Challenge:
Reproduce every line of the records below, leaving the requests as they are, and scale each x and y coordinate in the answers by 1.6, rounding to the nearest whole number with halves rounded up.

— Begin Data section —

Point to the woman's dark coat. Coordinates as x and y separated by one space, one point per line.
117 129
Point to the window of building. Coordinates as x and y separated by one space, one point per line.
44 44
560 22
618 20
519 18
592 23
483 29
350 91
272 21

— End Data section —

Expected answer:
Point to the woman's dark coat. Coordinates as x and y separated by one space, one point per line.
187 206
Point to the window of building. Coordinates as x and y separated by one space, one point per line.
70 70
896 35
989 32
830 29
947 37
773 46
560 146
435 34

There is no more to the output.